List every line in the rows below that contains the word "sign", copying each such line in full.

▶ [GIVEN INFORMATION]
= = = = = = =

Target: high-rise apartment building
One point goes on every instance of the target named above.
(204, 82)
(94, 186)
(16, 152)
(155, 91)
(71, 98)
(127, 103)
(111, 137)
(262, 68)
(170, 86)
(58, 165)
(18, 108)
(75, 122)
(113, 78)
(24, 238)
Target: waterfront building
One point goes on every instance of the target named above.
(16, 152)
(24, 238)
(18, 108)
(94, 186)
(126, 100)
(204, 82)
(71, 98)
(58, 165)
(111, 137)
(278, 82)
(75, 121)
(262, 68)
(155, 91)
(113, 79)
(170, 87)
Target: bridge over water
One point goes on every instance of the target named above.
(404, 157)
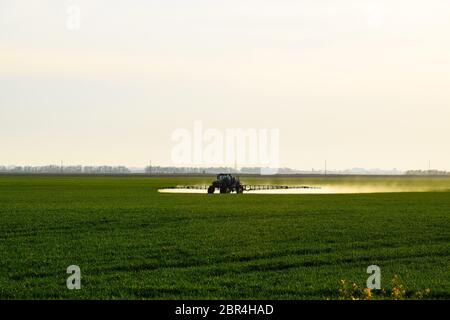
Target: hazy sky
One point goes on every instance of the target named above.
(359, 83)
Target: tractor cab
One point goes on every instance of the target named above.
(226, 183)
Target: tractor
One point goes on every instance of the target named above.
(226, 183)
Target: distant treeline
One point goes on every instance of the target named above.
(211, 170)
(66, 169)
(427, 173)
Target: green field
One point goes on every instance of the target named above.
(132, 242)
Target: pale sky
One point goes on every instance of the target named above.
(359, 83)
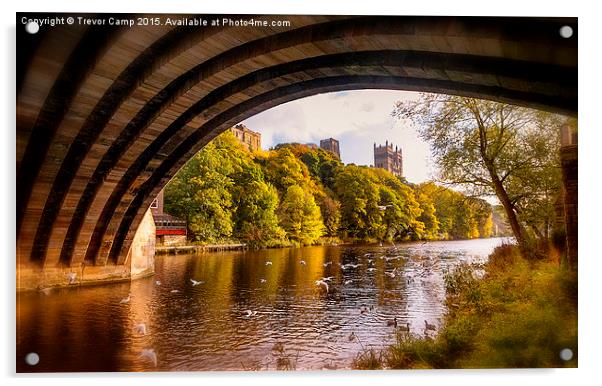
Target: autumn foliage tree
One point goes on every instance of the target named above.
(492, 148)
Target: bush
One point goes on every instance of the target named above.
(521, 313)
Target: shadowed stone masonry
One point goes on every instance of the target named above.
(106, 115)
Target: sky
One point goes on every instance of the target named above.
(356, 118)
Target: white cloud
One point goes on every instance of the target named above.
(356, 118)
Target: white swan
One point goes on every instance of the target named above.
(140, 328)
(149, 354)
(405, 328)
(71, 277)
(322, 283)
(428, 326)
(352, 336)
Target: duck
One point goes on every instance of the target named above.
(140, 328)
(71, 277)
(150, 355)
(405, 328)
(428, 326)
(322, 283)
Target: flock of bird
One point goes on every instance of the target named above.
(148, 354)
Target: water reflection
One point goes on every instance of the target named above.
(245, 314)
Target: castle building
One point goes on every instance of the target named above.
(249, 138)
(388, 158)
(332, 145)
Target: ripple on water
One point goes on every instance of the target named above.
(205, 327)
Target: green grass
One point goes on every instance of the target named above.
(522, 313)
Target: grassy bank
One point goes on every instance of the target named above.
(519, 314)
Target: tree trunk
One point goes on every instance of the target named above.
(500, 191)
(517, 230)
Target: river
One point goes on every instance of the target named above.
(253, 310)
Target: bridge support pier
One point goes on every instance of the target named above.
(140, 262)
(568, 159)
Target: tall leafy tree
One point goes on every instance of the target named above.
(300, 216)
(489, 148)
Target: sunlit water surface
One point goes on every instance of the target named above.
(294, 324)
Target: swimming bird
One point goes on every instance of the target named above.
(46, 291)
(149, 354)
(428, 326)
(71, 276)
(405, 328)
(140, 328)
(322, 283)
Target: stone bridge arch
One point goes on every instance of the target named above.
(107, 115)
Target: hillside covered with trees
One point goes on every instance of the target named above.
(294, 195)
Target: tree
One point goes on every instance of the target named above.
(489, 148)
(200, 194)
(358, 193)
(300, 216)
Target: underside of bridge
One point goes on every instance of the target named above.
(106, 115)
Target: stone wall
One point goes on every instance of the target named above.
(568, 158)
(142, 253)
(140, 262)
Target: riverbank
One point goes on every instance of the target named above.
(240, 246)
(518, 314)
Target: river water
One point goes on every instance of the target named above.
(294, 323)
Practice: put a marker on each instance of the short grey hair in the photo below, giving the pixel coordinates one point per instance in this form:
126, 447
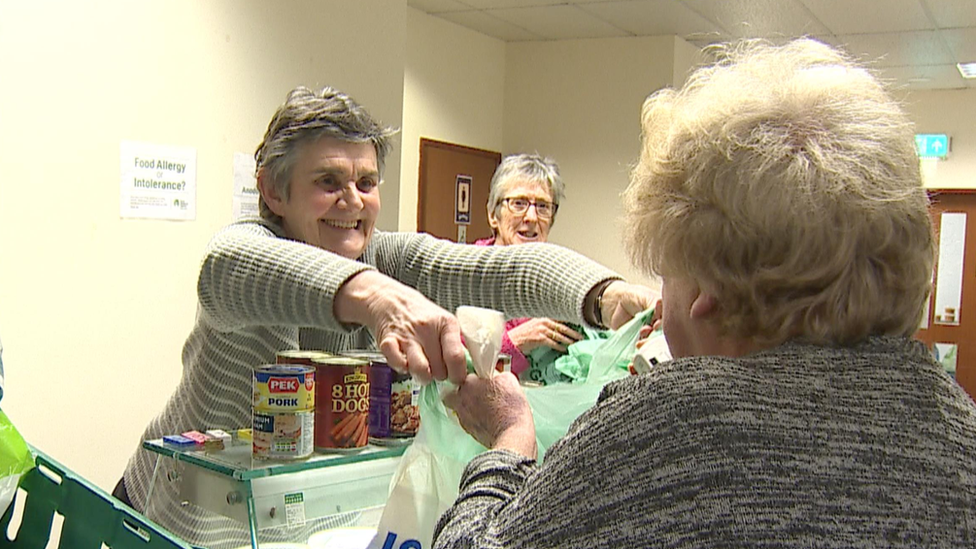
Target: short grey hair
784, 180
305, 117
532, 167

= = = = = = =

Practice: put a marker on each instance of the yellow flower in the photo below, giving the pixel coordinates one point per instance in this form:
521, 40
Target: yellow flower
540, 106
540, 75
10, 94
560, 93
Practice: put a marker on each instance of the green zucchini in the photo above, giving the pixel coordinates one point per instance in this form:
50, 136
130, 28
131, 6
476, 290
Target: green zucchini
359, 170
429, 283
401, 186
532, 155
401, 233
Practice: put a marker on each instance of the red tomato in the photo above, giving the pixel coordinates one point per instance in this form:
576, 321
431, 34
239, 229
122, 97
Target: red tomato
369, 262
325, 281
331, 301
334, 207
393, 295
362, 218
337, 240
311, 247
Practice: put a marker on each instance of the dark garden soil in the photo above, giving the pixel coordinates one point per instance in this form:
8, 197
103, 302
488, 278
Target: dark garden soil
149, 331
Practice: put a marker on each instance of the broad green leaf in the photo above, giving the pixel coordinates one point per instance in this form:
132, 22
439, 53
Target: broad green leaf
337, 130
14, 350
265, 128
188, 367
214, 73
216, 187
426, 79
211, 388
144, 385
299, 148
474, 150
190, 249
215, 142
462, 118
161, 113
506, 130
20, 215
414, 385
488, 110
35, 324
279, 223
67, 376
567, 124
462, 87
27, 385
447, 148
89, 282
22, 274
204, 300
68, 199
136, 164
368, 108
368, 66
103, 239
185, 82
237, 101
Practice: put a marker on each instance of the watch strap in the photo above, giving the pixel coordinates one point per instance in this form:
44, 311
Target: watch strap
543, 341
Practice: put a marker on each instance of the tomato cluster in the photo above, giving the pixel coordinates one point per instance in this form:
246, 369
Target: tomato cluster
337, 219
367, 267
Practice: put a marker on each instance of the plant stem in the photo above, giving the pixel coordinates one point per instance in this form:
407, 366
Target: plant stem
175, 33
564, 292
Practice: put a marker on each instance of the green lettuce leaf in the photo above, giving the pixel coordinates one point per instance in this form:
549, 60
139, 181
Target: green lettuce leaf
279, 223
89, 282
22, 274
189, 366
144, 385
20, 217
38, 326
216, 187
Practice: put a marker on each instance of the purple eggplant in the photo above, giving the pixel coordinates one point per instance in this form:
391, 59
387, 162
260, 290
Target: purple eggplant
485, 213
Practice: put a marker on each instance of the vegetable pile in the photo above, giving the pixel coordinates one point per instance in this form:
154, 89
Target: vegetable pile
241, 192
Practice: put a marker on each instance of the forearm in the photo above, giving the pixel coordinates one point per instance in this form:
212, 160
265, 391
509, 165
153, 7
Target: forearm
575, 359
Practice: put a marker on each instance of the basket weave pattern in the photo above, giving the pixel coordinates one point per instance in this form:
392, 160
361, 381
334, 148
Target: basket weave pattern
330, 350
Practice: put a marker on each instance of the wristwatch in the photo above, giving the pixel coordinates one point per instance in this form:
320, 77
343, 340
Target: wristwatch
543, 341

= = = = = = =

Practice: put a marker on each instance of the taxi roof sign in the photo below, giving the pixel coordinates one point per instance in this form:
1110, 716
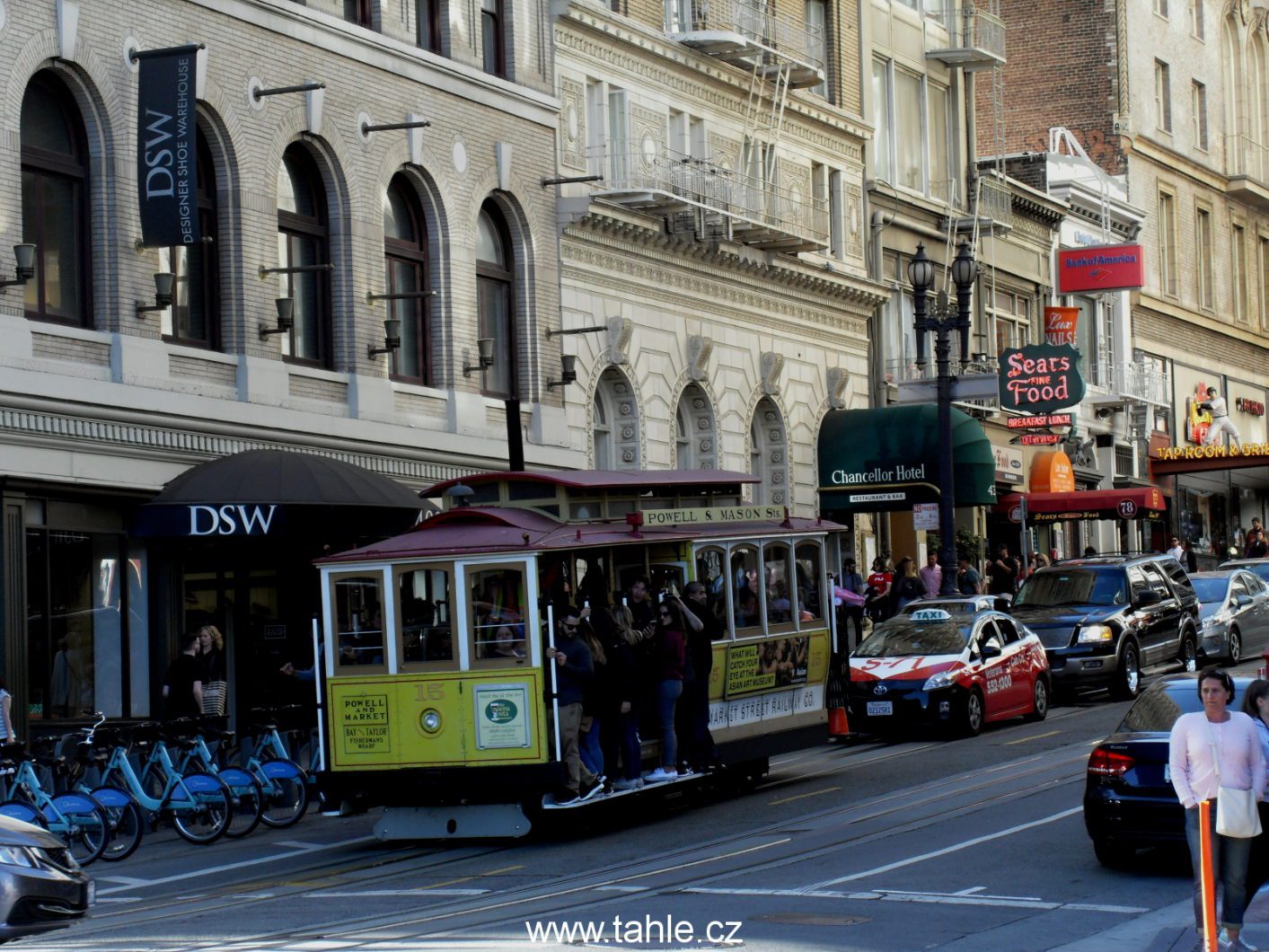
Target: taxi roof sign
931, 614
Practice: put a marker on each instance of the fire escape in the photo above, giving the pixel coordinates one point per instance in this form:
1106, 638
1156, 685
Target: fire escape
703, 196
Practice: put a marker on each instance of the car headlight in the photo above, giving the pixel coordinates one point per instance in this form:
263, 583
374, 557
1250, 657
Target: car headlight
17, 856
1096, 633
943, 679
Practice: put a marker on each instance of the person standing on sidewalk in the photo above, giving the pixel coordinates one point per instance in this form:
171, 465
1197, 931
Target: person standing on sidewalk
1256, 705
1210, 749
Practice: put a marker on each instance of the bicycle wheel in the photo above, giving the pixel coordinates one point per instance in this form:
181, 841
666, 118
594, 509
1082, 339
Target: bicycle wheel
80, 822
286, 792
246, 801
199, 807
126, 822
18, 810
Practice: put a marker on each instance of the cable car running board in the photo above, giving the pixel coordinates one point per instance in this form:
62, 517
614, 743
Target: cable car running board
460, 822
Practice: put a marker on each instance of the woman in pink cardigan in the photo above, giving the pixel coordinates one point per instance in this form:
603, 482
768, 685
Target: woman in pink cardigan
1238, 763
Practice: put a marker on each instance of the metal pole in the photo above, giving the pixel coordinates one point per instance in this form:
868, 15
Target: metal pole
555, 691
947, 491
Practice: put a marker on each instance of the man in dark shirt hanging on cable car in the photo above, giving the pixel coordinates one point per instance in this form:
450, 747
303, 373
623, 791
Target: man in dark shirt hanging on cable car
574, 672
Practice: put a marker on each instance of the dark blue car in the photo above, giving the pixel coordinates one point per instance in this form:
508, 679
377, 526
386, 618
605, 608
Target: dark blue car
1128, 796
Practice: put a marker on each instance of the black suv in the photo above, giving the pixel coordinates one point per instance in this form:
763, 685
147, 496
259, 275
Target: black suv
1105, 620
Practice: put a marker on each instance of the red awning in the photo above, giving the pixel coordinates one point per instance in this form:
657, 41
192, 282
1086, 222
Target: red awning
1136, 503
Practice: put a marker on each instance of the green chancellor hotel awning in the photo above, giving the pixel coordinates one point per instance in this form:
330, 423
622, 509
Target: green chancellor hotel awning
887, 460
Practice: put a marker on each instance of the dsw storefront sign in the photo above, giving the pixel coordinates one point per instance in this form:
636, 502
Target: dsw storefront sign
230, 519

= = = = = = =

▶ [REPLY]
Practice: put a marker on each instance of the taxi roof sign in the photo below, giving the pixel coordinates one point per instance in this form:
Target: taxi roof sign
Practice: put a marker on each instance of the dsw storefront sign in the photo above, giving the pixel coordinates one point per instance in this form:
Target: dsw storefront sign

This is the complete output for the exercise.